**Exercise:**
Each entry below must be repeated exactly, with pictures left out.

Saved entries
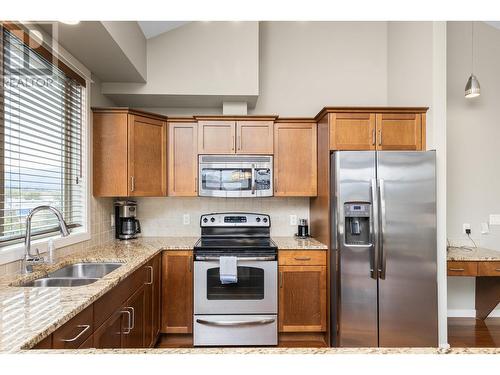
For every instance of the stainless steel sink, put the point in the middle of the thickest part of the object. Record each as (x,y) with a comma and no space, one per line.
(60,282)
(85,270)
(77,274)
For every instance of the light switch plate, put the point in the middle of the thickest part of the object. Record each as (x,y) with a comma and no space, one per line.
(494,219)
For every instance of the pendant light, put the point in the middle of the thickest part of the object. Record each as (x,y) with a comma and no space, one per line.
(472,88)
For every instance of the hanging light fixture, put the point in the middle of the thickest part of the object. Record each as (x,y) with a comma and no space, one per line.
(472,88)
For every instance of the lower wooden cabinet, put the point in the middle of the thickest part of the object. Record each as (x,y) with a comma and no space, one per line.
(177,292)
(128,316)
(302,294)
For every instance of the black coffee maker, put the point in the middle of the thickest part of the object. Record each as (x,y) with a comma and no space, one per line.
(126,224)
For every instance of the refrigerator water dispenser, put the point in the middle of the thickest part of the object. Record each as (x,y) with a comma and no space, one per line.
(357,223)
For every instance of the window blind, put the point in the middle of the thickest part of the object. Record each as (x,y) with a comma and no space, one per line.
(40,142)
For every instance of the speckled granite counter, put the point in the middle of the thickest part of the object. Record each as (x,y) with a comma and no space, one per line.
(29,314)
(295,243)
(261,350)
(472,254)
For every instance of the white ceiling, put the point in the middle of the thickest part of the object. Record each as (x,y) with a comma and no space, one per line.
(151,29)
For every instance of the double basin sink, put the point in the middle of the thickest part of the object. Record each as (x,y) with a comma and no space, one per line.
(77,274)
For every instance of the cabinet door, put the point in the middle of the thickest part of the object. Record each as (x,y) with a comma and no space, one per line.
(147,156)
(216,137)
(254,137)
(302,299)
(133,336)
(109,132)
(177,292)
(110,333)
(152,308)
(182,159)
(352,131)
(400,131)
(295,159)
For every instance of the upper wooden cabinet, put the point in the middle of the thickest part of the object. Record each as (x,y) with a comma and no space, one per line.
(130,153)
(182,159)
(376,128)
(216,137)
(295,159)
(352,131)
(252,136)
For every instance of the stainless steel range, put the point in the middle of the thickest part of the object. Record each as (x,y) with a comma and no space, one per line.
(239,305)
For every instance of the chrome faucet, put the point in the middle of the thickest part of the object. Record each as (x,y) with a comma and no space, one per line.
(31,259)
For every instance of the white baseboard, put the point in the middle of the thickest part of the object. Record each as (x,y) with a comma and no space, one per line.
(470,313)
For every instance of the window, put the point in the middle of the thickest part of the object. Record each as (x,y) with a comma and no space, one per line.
(42,110)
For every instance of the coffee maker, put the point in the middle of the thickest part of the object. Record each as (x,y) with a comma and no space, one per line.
(126,224)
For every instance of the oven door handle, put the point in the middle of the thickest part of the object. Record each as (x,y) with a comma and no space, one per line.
(235,323)
(240,259)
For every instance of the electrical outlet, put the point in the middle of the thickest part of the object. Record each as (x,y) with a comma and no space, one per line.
(465,228)
(494,219)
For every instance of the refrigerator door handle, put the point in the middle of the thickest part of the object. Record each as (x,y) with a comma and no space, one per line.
(374,230)
(382,254)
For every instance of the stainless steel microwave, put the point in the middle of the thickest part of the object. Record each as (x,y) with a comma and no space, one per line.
(235,176)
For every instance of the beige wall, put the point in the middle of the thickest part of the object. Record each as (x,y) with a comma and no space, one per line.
(473,147)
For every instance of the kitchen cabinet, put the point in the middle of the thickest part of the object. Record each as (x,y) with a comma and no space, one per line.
(216,137)
(302,292)
(177,292)
(129,153)
(182,159)
(295,159)
(75,332)
(127,316)
(376,128)
(251,136)
(153,302)
(254,137)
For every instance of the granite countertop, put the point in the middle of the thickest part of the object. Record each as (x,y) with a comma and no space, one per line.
(295,243)
(472,254)
(29,314)
(274,350)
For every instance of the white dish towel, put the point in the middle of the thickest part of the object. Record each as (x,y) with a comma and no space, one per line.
(228,270)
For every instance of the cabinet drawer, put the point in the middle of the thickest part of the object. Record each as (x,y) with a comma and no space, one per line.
(74,333)
(462,269)
(489,268)
(302,258)
(112,300)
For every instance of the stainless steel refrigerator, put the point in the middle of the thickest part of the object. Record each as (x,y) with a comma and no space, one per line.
(383,258)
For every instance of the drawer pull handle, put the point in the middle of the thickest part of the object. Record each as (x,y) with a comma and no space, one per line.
(151,275)
(302,258)
(85,329)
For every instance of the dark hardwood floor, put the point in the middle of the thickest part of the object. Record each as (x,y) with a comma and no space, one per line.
(473,333)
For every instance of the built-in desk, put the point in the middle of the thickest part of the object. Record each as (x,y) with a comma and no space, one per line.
(484,265)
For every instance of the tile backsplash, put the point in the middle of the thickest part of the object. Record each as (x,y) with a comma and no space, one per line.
(165,216)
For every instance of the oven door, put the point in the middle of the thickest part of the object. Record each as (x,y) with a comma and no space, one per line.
(254,293)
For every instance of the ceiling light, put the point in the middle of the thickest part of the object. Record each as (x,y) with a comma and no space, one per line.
(70,22)
(472,88)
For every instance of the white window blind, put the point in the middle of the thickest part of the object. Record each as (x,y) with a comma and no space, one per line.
(40,142)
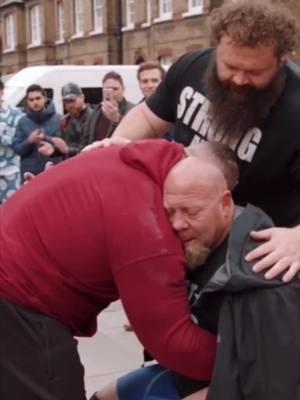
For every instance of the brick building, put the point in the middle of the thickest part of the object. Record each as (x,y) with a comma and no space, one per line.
(103,31)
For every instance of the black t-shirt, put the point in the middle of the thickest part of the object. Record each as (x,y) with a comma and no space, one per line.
(269,154)
(204,309)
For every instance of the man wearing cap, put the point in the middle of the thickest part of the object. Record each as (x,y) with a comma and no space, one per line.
(73,126)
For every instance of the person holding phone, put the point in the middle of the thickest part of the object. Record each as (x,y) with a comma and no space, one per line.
(111,110)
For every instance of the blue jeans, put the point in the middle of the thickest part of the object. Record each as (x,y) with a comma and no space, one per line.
(149,383)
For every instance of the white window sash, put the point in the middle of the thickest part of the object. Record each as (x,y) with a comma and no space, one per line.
(35,25)
(165,9)
(79,22)
(9,32)
(195,5)
(98,15)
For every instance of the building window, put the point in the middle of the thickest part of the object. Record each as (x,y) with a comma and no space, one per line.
(60,22)
(130,15)
(35,26)
(98,15)
(79,17)
(165,9)
(149,11)
(9,32)
(195,5)
(165,61)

**Written response:**
For every instance of the stainless steel sink, put the point in the middle of the thickest part of the object. Record each as (x,y) with a comma and no space, one per line.
(60,282)
(85,270)
(77,274)
For every instance of the light switch plate, put the point in the middle of the thickest part of the object. Record each as (x,y) with a comma and no space, one per line.
(494,219)
For every instance of the pendant light, put the point in the middle of the thickest part of the object. Record each as (x,y) with a comma and no space, one per line.
(472,88)
For every instance of the hanging light fixture, put the point in the middle of the thickest part of the object. Record each as (x,y) with a comma and no space, one per line.
(472,88)
For every instance of the lower wooden cabinet, put the point in the middle of the thickest part of the object. Record each as (x,y) with a comma and no space, one per line.
(177,292)
(128,316)
(302,294)
For every instance of the black coffee maker, put the point in the middle of the thickest part of the object. Record each as (x,y) with a comma and no space, one per line.
(126,224)
For every instance of the refrigerator water dispenser, put the point in the middle of the thickest part of the object. Record each as (x,y) with a comma and no space, one per line.
(357,223)
For every instance of the window blind, put the point in the middle of the thickest part of the object. Record each as (x,y) with a comma and no space, one per line.
(40,142)
For every instance of the speckled granite counter, put the point in the middle of the thickest part of the object. Record each as (x,y) with a comma and no space, one per line.
(29,314)
(295,243)
(261,350)
(472,254)
For every instance of the white ceiling, put the point in the middle of the thickest part of the object. Record each as (x,y) with a comma and no space, one per line.
(151,29)
For every instance of the double basin sink, put the point in the middle of the thickest part of the object. Record each as (x,y) with a comma and no space, one per line.
(77,274)
For every instance of the cabinet door, put the point in the middle of the thickest part of the object. Record each as (x,y) with a comma and no space, one per line.
(147,156)
(216,137)
(254,137)
(302,299)
(133,336)
(109,132)
(177,292)
(110,333)
(152,308)
(182,159)
(352,131)
(400,131)
(295,159)
For every instance of the upper wooden cabinet, put the point in the middle of the thickest part of the object. Record each as (x,y) with a comma and no space, one per line.
(130,153)
(182,159)
(376,128)
(216,137)
(295,159)
(352,131)
(252,136)
For every instance of the stainless steel range, put the point in the middle of the thickest part of the object. Record each as (x,y) with a comma and no space, one per line.
(239,305)
For every instance of the chrome faucet, put the point in the middle of the thickest part of the object. Record each as (x,y) with a comma and no space, one per line.
(31,259)
For every instance of the white baseboard, put the point in the middle of the thickest part of the object. Record each as (x,y) with a comma and no space, one per line.
(470,313)
For every instance of the window, put the point in the middle of the thickest part of the object. Record each as (x,y) with a comma and no space, one per line.
(42,110)
For every instance of the coffee maker, put the point in the middle of the thickest part of the object. Record each as (x,y) with a comma and no space, one per line.
(126,224)
For every instance of the oven door handle, put the point in the middle of the thickest part of the object. Record each as (x,y) with a comma and no space, one per line.
(235,323)
(240,259)
For every instance of the electrical outlet, put the point in the middle of the thickest part of the object. Record each as (x,y) with a comma and no space, one per line.
(465,228)
(494,219)
For every instance of the refrigerator door handle, put the point in the middle of the thickest part of the object. Record each as (x,y) with a comma and no space, one per line.
(374,230)
(382,254)
For every instance of the stainless steel microwave, put the point in the middle of the thickest part of the object. Record each as (x,y) with a comma and no space, one per line.
(235,176)
For every instance of the beige wall, put the point in the middle of the thickest part of the object. Record each as (x,y) with a comma and no space, one per line.
(473,147)
For every instance of the kitchen cabinet, put the point in the middle of the thickest part of the object. Record each as (x,y) with a comma and no space, one per line.
(216,137)
(302,292)
(177,292)
(129,153)
(182,159)
(295,159)
(75,332)
(127,316)
(376,128)
(251,136)
(153,302)
(254,137)
For every instance of the granite countertop, put the point in the middle of the thickest part of the object. Record each as (x,y) with a comma and no space, one per line.
(295,243)
(472,254)
(29,314)
(274,350)
For every instance of the white dish towel, put the point in the middle of the thickest part of the object. Record each as (x,y) with a comma and no space, one per line.
(228,270)
For every instance of the cabinet drawer, put the point in the middle of the thickest part of the object. Record each as (x,y) with a comma and no space, one per line.
(74,333)
(462,269)
(489,268)
(302,258)
(112,300)
For every instance of the stainless steel refrigerator, put the point in the middle of the thickest part of the object. Record each as (x,y) with a comma and no space, one per line.
(383,258)
For every instance of the drawer pull handle, put the point in the middle of the thickest part of the object. Record each as (x,y) with a comma and no space, one per line.
(151,275)
(302,258)
(85,329)
For every instance of the dark hardwood floor, put the point in the middle of the thickest part of the object. Record each as (x,y) with a comma and no space, one per line.
(473,333)
For every instance of the built-in desk, put the point in the middle of the thickest part of the object. Record each as (x,y) with a comma and no space, one per line.
(484,265)
For every instance of the tile backsplash, put the point in the middle of the thickest part of the object. Record each as (x,y) with a comma and no space, one per line.
(165,216)
For every instance of the oven door, put the point in the middle of the thickest part of the object. Record each as (x,y) with a comma and no space, one per line.
(254,293)
For every instance of the ceiling light, put the point in the middle of the thickest part of the object. Record each as (x,y) with a comma and no space, one per line.
(70,22)
(472,88)
For every instance of the white window blind, put the point in the middle of the thickest part of the object. Record each as (x,y) with a comma and no space, one per line.
(40,142)
For every instance of the brick building, put the point in the middle of the thickest part of the object. Record each as (x,y) with a comma and no space, one per line.
(103,31)
For every instance of the black t-shirt, put the point in the middle of the thickest part of the object. Record each as (x,y) with a comma and no space, one per line.
(269,154)
(204,309)
For every instance of the man wearing cap, put the point in the middle of the thickest part of the object. Record each as (x,y) with a comma and no space, one per line.
(73,126)
For every instance of the person holding phone, put the point in the middle of the thickest part of the object. Record each as (x,y) with a comma and no space, one per line.
(111,110)
For every instance of the blue jeans, put the point in the middle of the thickest part of the object. Record each as (x,y) with a comma and no space, one per line.
(149,383)
For every instance of the white window sash, put the point in the middle of the thickest part of the object. Record each as (x,y) with a comma and no space, one per line.
(35,25)
(165,9)
(79,22)
(9,32)
(195,5)
(98,15)
For every instance of the building window, put the point in the middle of the thickest part of the object. Record each as (x,y) with a comma and no space, one per line.
(60,22)
(130,15)
(35,26)
(98,15)
(79,17)
(165,9)
(149,11)
(9,32)
(195,5)
(165,61)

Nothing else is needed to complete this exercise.